Material:
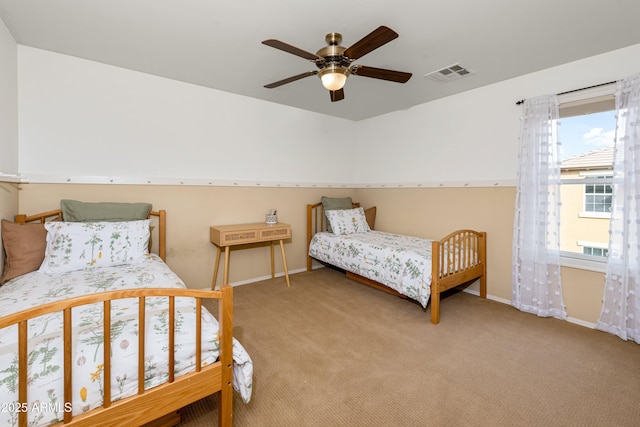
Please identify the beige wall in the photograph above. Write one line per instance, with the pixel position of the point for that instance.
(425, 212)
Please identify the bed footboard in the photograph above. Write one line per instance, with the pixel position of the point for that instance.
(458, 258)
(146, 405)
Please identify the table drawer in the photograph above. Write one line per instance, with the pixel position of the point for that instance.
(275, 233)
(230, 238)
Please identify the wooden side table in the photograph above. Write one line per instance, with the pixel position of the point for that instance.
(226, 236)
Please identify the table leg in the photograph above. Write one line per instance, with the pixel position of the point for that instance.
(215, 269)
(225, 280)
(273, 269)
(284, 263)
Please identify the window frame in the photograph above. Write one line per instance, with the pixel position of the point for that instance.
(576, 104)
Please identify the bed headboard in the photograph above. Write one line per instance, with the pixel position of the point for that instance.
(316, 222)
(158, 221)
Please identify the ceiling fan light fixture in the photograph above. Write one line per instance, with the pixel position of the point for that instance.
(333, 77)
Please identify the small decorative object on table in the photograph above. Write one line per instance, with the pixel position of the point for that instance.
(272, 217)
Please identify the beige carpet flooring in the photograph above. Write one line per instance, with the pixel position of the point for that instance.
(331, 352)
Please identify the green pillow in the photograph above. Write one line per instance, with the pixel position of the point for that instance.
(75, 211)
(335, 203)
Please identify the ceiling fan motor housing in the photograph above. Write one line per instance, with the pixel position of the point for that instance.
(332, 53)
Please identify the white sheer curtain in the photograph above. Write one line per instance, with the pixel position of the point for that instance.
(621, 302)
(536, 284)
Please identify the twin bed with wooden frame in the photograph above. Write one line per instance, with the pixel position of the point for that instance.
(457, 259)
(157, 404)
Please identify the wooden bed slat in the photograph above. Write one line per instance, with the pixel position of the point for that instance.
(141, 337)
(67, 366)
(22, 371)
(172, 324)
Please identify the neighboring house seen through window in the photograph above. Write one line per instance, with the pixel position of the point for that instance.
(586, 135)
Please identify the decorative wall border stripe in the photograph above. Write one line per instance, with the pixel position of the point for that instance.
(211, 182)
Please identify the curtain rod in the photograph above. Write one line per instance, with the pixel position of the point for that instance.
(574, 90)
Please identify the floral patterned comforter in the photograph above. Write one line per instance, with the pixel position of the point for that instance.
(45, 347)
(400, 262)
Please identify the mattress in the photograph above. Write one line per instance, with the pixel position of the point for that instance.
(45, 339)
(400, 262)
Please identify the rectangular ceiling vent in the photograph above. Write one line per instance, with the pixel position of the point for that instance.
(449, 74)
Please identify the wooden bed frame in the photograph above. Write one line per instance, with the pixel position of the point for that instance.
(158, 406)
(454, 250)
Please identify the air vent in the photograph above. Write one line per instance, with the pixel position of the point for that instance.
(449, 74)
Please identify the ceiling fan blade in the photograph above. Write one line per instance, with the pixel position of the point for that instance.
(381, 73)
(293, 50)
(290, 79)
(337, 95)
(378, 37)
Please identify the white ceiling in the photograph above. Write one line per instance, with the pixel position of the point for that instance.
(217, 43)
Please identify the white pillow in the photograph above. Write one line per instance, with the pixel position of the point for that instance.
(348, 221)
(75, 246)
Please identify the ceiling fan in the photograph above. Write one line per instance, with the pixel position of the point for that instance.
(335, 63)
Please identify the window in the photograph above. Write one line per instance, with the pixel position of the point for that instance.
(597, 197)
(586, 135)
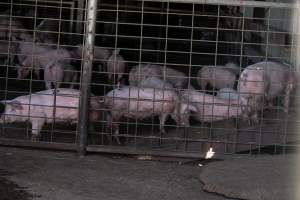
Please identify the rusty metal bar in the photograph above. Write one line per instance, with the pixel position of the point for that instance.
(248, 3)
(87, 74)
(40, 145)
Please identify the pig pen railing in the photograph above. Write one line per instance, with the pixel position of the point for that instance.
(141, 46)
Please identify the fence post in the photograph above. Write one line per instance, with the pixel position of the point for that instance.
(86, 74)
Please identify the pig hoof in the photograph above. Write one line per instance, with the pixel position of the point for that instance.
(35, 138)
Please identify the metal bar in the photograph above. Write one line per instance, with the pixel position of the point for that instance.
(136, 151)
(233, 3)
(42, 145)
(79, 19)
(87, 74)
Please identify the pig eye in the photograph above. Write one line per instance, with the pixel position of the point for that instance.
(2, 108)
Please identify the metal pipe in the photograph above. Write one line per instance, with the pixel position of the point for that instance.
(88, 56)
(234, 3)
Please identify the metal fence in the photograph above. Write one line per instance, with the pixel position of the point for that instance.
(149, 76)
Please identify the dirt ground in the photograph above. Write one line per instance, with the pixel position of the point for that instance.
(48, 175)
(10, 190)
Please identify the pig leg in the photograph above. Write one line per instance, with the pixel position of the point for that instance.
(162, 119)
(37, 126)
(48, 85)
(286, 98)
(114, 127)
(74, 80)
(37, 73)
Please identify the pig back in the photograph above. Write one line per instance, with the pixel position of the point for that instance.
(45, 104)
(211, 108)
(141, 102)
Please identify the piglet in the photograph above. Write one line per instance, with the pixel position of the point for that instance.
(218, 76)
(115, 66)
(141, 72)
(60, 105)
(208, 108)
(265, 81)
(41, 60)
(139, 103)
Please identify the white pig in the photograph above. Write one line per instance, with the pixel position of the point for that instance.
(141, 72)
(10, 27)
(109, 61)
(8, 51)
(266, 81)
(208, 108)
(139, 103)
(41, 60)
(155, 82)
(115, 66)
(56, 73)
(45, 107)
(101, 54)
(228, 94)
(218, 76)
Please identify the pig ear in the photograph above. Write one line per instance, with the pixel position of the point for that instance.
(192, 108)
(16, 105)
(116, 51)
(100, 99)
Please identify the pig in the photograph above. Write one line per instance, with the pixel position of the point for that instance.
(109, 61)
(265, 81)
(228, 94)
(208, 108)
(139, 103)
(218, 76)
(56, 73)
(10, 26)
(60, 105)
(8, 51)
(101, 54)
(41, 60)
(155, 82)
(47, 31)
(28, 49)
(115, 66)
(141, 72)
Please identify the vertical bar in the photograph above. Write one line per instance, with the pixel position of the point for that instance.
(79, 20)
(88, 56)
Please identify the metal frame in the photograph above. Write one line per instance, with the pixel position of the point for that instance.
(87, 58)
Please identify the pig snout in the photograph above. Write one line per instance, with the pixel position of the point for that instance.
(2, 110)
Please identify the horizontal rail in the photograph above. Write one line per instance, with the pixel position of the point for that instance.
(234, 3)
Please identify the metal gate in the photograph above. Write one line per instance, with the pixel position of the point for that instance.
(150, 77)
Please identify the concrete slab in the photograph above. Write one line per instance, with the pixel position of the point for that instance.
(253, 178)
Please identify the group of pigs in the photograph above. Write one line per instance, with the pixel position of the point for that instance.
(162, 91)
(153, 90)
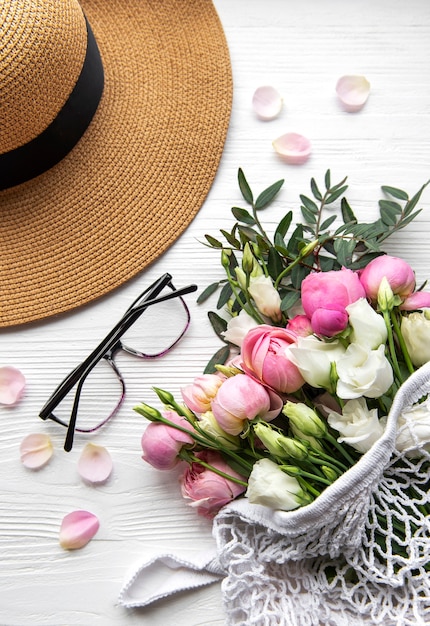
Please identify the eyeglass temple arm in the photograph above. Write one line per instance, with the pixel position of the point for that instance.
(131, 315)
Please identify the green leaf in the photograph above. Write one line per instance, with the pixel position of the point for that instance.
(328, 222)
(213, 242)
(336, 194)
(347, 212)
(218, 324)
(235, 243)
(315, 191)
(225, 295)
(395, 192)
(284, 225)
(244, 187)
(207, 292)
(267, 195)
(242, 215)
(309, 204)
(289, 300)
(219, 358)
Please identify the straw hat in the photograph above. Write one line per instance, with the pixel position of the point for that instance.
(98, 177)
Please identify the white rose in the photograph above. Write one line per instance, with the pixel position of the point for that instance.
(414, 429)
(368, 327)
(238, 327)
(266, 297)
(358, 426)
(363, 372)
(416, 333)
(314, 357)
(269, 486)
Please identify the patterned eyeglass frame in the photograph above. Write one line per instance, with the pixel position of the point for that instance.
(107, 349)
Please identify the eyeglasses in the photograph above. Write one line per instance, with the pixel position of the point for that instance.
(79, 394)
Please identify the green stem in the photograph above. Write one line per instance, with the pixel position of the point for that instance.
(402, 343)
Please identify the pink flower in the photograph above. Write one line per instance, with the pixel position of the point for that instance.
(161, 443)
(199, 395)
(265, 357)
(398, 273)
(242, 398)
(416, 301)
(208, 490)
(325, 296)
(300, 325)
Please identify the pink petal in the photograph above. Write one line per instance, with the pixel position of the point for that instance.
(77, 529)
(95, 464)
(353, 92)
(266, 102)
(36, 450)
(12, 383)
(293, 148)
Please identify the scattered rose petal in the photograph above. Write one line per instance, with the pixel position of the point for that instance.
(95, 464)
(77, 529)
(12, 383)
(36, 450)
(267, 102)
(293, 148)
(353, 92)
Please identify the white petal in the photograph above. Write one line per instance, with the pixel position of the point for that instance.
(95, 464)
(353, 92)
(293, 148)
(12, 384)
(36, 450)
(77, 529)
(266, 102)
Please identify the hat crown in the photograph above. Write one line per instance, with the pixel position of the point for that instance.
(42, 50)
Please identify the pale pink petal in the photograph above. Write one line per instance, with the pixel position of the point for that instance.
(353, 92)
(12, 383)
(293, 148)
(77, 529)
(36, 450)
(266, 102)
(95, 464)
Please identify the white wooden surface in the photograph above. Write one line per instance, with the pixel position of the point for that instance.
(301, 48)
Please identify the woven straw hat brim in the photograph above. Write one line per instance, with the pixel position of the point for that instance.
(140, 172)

* * *

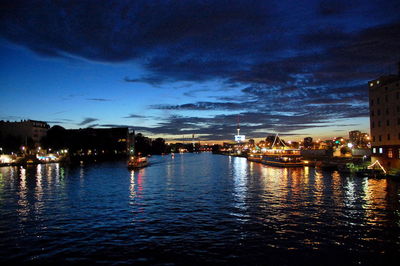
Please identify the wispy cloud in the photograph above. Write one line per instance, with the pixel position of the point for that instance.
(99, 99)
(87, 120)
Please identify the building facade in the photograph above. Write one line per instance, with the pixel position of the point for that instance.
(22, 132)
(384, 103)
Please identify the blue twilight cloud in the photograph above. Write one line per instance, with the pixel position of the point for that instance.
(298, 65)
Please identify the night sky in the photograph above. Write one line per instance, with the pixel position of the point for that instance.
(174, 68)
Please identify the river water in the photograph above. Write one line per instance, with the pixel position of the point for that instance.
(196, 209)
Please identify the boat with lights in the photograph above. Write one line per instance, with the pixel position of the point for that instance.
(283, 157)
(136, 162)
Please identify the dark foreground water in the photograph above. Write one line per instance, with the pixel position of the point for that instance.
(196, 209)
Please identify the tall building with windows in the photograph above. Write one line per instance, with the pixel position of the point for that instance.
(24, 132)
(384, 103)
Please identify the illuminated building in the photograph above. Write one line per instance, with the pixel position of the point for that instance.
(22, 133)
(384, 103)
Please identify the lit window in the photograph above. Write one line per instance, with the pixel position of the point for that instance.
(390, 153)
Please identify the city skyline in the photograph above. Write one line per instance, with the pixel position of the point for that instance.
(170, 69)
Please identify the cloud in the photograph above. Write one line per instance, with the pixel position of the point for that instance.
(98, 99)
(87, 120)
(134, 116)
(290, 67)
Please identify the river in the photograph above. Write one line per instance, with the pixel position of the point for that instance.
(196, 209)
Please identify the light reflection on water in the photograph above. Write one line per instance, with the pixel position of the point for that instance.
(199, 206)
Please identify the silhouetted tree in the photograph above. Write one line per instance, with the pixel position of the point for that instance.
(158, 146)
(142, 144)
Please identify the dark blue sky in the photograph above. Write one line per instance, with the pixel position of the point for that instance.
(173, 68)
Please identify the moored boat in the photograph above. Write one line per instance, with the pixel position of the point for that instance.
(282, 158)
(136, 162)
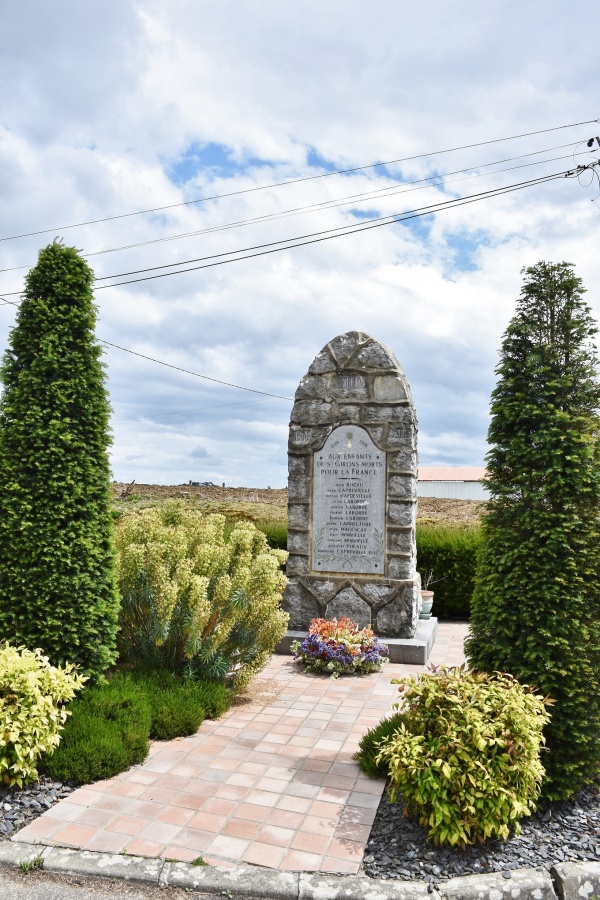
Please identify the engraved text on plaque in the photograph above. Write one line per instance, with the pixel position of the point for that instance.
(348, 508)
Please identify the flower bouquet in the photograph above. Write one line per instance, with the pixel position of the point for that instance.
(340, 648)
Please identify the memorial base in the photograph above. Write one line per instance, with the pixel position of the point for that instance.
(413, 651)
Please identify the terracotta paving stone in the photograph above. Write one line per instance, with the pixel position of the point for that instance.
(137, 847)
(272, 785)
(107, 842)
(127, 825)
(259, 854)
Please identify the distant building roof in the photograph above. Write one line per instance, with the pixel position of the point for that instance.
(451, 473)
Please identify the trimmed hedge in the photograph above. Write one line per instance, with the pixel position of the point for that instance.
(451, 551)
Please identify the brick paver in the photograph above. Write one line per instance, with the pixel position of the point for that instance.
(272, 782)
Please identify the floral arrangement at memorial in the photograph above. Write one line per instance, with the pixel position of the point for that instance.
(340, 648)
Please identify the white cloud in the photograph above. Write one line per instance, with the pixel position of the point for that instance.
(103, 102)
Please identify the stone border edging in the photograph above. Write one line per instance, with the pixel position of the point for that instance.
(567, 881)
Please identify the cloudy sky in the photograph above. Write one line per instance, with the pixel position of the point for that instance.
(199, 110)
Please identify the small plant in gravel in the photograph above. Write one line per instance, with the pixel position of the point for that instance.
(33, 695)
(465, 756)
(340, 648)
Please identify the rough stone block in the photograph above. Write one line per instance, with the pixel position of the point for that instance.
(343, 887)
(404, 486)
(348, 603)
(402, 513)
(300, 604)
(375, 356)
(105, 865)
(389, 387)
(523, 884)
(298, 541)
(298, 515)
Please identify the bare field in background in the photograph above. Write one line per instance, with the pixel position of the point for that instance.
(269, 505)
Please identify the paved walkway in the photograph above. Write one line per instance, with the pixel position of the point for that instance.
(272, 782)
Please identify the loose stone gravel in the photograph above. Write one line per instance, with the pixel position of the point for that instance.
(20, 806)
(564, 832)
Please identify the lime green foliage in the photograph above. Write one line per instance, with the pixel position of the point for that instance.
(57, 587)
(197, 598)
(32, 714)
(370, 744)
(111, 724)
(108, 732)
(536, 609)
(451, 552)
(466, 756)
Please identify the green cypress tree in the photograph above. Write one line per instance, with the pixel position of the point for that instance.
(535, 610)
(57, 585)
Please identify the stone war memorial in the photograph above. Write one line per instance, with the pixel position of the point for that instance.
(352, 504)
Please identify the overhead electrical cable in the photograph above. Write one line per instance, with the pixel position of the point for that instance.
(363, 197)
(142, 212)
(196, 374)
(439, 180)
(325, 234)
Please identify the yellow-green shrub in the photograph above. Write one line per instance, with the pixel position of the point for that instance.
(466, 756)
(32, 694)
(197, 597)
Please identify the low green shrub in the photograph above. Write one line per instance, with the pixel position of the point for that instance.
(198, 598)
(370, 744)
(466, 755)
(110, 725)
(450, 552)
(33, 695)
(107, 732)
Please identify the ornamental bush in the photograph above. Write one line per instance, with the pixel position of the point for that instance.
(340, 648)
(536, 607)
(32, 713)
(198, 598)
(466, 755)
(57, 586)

Task brief: Which lines of the records above contain the word "fence"? Show each of them in full; case counts.

Answer:
Please identify the fence post in the photograph above. Write one line per instance, with the pixel position of the point for that instance.
Please identify the metal fence in the photograph above. Write one line per instance, with the pixel position of the point for that instance.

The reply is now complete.